**GOALS**
1. Name each node that the EntityExtractor page lists as able to precede EntityExtractor in query pipelines.
2. Gather every line of the rows that contains the string "chinese", matching case exactly.

**TEXT EXTRACT**
• • • •

Apart from NER, you can use it, for example, to label each word by part of speech. Entity extraction can also be a powerful way to generate metadata that you can then use as search filters.

EntityExtractor uses the elastic/distilbert-base-cased-finetuned-conll03-english model by default. All entities the model extracts populate documents' metadata.

Basic Information

Pipeline type: Used in indexing and query pipelines. In indexing pipelines, it extracts entities from all documents in the Document Store. In query pipelines, it extracts entities from the retriever documents only.
Nodes that can precede it in a pipeline:
- In indexing pipelines: PreProcessor, CNAzureConverter, PDFToTextConverter, TextConverter
- In query pipelines: Retriever, InterleaveDocuments, JoinDocuments, Ranker, RetrievalScoreAdjuster
Nodes that can follow it in a pipeline:
- In indexing pipelines: None (it's recommended to be placed after PreProcessor)
- In query pipelines: Reader, ReferencePredictor, Ranker, RetrievalScoreAdjuster, PromptNode, JoinDocuments, InterleaveDocuments
Node input: Documents
Node output: Documents
Available node classes: EntityExtractor

Usage Example

Here's an example of an EntityExtractor used in a query pipeline. It extracts entities from the retrieved documents only and the extracted entities populate the documents' metadata.

components:
  - name: EntityExtractor
    type: EntityExtractor
  - name: DocumentStore
    type: DeepsetCloudDocumentStore
    params: 
      embedding_dim: 768
      similarity: cosine 
  - name: Retriever
    type: EmbeddingRetriever
    params:
       document_store: DocumentStore
       embedding_model: intfloat/e5-base-v2 
       model_format: sentence_transformers
       top_k: 20      
    ...
 pipelines:
  - name: query
    nodes:
      - name: Retriever
        inputs: [Query]
      - name: EntityExtractor
        inputs: [Retriever] 
        ...

This is an indexing pipeline with EntityExtractor. As a result, all documents in the Document Store have extracted entities in their metadata.

✅
Tip
Make sure EntityExtractor comes after PreProcessor. That's because PreProcessor splits documents into smaller chunks, which breaks the alignment with the start and end character indices that EntityExtractor returns.

• • • •

**Point annotations for photos**

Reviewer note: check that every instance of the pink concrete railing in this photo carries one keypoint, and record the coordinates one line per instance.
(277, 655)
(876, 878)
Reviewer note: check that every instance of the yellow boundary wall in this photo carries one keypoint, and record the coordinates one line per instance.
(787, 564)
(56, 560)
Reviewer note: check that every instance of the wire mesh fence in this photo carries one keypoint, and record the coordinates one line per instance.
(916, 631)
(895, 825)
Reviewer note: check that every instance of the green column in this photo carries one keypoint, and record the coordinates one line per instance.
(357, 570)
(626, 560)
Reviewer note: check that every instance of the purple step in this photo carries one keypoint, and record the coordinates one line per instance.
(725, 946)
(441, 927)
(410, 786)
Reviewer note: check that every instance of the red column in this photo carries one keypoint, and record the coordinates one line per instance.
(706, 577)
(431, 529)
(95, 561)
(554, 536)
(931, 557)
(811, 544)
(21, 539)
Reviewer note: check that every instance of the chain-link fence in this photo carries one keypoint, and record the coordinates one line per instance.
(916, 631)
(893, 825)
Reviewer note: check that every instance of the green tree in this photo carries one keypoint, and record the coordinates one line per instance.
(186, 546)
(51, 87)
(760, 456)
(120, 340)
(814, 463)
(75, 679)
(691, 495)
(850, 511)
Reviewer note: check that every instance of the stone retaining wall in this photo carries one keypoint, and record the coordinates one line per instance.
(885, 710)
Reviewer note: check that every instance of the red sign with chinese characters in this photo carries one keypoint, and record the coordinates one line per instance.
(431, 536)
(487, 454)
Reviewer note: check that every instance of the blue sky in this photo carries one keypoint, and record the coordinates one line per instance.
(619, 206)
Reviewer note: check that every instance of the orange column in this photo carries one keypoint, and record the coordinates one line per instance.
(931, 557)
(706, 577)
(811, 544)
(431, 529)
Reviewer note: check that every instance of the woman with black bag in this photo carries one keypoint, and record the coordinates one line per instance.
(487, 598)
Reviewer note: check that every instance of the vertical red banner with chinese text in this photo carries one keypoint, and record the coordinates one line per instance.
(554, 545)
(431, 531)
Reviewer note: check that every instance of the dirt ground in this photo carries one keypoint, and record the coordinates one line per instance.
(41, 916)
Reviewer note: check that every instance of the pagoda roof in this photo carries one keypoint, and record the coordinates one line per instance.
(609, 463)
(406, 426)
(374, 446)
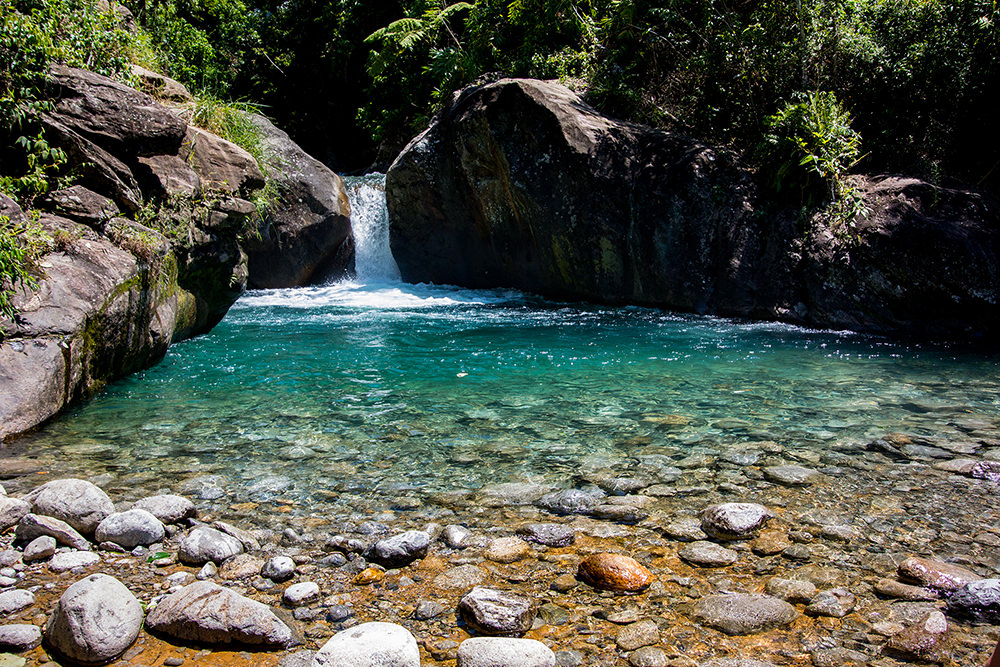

• • • •

**SOLVED PROBLEMS**
1. Retriever, InterleaveDocuments, JoinDocuments, Ranker, RetrievalScoreAdjuster

2.
Reviewer note: check that every instance of the red sign with chinese characters in this photo carries one keypoint, and record the coordinates one line per instance.
Reviewer note: check that every instance of the vertical red banner with chinese text in this photo carries one keypoint, and record the coordinates one line per instance.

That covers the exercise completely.